Every line with "clear" in it must be copied from the data.

- Opening Delimiter -

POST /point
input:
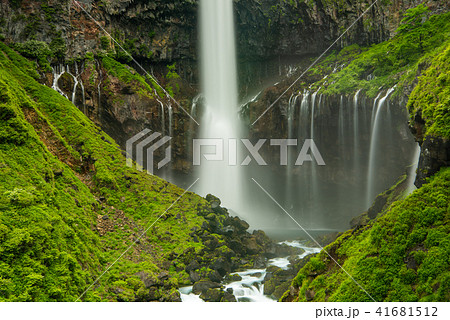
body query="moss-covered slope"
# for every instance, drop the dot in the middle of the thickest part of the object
(402, 256)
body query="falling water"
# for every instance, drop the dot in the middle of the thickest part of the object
(219, 86)
(163, 120)
(375, 147)
(58, 71)
(374, 109)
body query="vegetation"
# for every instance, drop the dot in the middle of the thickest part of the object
(70, 206)
(402, 256)
(397, 61)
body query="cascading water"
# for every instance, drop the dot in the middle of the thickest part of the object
(58, 71)
(356, 129)
(251, 286)
(219, 86)
(375, 147)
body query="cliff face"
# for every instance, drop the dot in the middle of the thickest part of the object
(163, 31)
(157, 33)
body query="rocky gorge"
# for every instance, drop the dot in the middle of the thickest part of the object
(71, 90)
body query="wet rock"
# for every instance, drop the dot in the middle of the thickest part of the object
(233, 278)
(215, 276)
(222, 266)
(228, 297)
(194, 276)
(193, 265)
(146, 279)
(204, 285)
(309, 294)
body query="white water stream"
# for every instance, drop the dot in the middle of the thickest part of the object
(251, 287)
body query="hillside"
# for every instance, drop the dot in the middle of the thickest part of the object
(404, 253)
(70, 207)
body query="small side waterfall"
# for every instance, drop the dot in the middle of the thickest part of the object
(163, 118)
(412, 170)
(356, 156)
(58, 71)
(99, 90)
(375, 146)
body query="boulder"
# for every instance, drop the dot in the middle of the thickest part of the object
(212, 295)
(194, 276)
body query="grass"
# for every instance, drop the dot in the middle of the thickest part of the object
(55, 165)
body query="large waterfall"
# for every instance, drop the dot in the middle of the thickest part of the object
(219, 86)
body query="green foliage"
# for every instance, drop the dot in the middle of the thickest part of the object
(104, 43)
(402, 256)
(58, 46)
(392, 62)
(172, 77)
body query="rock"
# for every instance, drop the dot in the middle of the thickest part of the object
(212, 244)
(222, 266)
(204, 285)
(309, 294)
(233, 277)
(435, 154)
(228, 297)
(212, 295)
(163, 276)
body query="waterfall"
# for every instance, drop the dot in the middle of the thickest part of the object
(375, 148)
(58, 71)
(219, 86)
(75, 84)
(170, 109)
(374, 109)
(412, 170)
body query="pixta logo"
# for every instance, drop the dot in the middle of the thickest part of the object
(147, 143)
(217, 154)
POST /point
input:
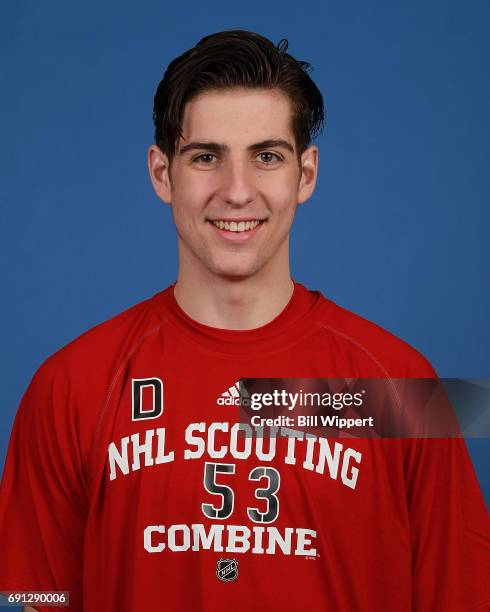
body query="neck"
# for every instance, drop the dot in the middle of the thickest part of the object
(233, 303)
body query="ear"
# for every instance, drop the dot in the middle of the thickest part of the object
(309, 171)
(159, 169)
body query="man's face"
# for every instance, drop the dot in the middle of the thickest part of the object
(235, 182)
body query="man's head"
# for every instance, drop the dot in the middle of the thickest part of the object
(234, 118)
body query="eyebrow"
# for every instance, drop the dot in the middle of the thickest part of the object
(272, 143)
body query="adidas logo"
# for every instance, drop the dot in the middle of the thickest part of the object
(231, 397)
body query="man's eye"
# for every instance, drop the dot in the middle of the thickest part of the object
(205, 158)
(269, 158)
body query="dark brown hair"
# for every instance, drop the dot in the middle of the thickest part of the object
(229, 59)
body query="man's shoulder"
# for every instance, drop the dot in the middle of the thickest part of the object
(385, 350)
(101, 348)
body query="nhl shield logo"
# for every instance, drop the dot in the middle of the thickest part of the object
(227, 569)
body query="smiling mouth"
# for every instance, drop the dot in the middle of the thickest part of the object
(237, 226)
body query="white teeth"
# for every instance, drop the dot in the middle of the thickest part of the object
(233, 226)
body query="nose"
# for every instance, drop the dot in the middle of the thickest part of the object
(237, 185)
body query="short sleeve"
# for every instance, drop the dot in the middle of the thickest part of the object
(43, 502)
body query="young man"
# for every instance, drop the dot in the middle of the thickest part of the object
(127, 482)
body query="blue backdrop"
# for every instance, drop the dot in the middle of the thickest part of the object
(397, 229)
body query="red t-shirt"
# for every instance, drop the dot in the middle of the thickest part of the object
(134, 511)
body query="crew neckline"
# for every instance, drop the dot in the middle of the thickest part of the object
(297, 318)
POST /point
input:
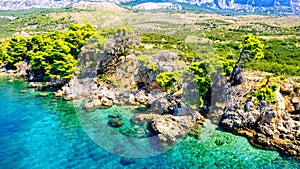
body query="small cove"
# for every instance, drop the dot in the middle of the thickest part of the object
(38, 132)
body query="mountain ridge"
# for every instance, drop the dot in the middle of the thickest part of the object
(285, 6)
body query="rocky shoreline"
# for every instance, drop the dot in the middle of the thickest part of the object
(273, 126)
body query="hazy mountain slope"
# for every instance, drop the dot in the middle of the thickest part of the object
(275, 6)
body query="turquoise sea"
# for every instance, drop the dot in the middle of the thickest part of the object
(45, 132)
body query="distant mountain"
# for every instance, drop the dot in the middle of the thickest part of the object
(270, 6)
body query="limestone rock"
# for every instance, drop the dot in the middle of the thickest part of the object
(115, 123)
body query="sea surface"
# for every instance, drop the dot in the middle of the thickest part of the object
(44, 133)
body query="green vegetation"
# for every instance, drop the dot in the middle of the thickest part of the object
(202, 79)
(167, 79)
(266, 93)
(165, 42)
(151, 67)
(280, 57)
(52, 54)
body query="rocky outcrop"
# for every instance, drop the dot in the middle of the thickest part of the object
(171, 128)
(267, 125)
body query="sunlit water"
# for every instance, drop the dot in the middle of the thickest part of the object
(40, 132)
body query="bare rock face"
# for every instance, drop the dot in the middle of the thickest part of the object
(172, 128)
(267, 125)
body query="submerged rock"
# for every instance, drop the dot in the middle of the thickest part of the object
(44, 94)
(114, 116)
(171, 128)
(115, 123)
(23, 91)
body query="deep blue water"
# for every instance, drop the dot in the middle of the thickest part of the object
(40, 132)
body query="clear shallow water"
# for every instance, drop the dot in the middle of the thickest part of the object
(40, 132)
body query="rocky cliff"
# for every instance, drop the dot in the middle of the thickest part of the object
(292, 6)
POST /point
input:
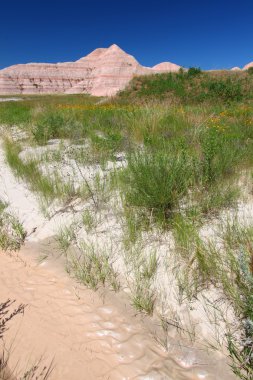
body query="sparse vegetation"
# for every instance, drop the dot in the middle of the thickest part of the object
(171, 152)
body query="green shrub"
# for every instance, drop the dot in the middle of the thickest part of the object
(48, 127)
(157, 181)
(226, 90)
(220, 153)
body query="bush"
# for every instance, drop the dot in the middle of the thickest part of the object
(219, 155)
(157, 181)
(225, 90)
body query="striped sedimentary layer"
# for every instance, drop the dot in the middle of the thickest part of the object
(101, 73)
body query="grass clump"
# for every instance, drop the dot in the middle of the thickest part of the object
(94, 269)
(48, 187)
(156, 181)
(12, 233)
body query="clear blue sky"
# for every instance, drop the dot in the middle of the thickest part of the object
(210, 34)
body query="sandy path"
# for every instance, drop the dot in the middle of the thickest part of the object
(88, 338)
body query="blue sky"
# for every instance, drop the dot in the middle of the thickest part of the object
(209, 34)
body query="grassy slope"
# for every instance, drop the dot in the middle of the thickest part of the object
(187, 138)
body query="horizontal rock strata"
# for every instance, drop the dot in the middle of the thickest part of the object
(103, 72)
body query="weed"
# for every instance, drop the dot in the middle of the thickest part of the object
(94, 269)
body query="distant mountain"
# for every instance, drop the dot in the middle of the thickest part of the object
(103, 72)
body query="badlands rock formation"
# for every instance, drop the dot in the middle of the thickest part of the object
(103, 72)
(246, 67)
(166, 67)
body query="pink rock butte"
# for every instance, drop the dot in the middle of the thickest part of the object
(103, 72)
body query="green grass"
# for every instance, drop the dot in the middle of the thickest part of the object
(12, 233)
(192, 87)
(93, 269)
(48, 188)
(188, 141)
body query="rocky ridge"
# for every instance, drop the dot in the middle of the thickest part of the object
(103, 72)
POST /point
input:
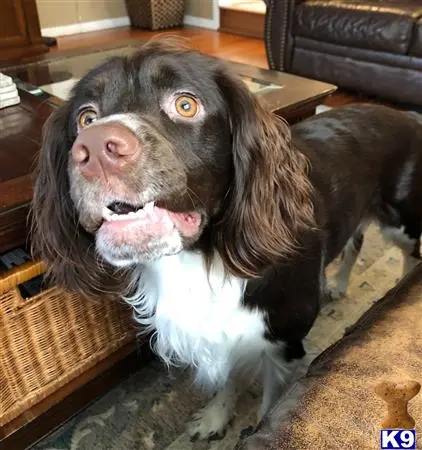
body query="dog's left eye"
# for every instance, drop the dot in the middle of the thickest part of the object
(86, 117)
(186, 106)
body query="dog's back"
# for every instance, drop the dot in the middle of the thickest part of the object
(366, 163)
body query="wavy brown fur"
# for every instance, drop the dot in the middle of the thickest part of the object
(271, 200)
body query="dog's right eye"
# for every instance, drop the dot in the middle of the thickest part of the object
(86, 117)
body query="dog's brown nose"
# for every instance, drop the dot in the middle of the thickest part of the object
(104, 149)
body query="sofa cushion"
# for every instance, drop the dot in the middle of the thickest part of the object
(416, 47)
(375, 25)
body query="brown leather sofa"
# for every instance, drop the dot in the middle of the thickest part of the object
(368, 46)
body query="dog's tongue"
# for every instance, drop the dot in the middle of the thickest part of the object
(147, 224)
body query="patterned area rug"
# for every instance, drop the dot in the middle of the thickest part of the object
(149, 410)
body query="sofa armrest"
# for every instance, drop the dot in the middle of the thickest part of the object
(278, 33)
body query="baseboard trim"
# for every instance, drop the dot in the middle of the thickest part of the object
(84, 27)
(212, 24)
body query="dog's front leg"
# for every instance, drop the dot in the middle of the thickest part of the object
(277, 373)
(211, 421)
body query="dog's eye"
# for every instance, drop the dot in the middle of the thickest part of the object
(86, 117)
(186, 106)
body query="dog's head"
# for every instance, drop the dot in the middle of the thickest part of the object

- Closing Delimiter -

● **ANSWER TO THE PROBLEM**:
body query="clear shallow water"
body query="clear blue sky"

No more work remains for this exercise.